**Work instructions:**
Please show every line of the data below that contains the word "white", copying each such line in full. Matching is case-sensitive.

☆ ☆ ☆

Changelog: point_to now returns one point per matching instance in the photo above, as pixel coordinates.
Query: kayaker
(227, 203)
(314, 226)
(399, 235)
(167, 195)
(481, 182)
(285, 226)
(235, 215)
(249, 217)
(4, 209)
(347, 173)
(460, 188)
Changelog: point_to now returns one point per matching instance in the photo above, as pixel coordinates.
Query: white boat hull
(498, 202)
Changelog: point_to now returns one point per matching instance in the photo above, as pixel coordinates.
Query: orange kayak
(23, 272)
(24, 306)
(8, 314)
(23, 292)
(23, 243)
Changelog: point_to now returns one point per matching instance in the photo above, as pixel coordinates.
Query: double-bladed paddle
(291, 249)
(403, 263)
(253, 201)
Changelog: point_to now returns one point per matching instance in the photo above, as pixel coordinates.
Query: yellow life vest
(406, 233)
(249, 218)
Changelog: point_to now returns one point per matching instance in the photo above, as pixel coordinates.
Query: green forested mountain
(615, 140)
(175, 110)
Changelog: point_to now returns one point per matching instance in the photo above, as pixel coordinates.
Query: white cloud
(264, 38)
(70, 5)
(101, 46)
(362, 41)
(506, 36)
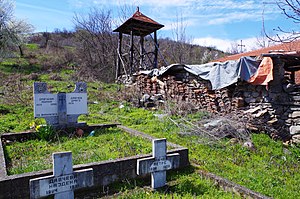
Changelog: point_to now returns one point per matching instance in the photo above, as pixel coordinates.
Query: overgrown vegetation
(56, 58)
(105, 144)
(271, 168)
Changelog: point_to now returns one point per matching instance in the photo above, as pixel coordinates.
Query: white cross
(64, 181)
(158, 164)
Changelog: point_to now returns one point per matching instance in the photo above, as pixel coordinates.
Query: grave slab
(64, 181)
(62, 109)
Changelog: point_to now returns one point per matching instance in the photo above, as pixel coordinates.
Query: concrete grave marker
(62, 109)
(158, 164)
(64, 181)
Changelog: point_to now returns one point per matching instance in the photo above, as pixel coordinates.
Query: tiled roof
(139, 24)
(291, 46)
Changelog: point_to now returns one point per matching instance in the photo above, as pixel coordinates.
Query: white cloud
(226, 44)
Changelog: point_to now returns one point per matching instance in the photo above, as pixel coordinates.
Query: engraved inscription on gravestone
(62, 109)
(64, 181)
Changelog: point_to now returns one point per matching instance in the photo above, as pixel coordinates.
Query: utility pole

☆ ☆ ☆

**Answer for this exercise:**
Query: white boat hull
Query: white cloud
Query: white cross
Query: white cloud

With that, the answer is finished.